__Data extracted from a collection__
>> BEGIN

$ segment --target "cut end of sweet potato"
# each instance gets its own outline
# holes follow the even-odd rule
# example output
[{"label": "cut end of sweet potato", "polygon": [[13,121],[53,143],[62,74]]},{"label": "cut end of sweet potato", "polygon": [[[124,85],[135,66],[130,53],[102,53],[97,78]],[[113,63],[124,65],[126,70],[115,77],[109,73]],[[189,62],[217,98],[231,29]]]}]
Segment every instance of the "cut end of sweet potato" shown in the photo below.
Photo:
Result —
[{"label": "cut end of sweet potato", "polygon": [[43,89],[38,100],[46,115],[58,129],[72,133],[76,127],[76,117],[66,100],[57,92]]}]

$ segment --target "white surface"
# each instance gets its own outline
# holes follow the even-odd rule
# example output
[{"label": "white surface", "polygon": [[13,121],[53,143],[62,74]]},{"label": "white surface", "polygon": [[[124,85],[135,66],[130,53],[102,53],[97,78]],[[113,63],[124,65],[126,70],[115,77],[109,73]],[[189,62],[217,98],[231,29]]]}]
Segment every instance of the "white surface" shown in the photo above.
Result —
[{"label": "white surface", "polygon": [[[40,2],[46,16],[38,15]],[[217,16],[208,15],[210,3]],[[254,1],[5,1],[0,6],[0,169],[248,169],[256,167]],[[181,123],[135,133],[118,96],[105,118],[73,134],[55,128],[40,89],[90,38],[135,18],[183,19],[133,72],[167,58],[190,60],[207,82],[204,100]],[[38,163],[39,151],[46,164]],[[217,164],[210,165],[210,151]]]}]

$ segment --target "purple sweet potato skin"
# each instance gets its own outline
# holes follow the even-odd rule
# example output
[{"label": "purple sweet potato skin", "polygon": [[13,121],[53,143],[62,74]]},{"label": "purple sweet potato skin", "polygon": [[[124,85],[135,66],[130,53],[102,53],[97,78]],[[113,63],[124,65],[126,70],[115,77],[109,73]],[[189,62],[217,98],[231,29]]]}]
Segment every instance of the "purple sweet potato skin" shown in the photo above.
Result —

>> END

__EXERCISE REQUIREMENTS__
Pull out every line in the entries that contains the word "shown".

__RESULT__
Segment every instance of the "cut end of sweet potato" shown in the photo below.
Segment every instance of the "white surface" shown in the photo above.
Segment every instance of the "purple sweet potato skin" shown in the photo above.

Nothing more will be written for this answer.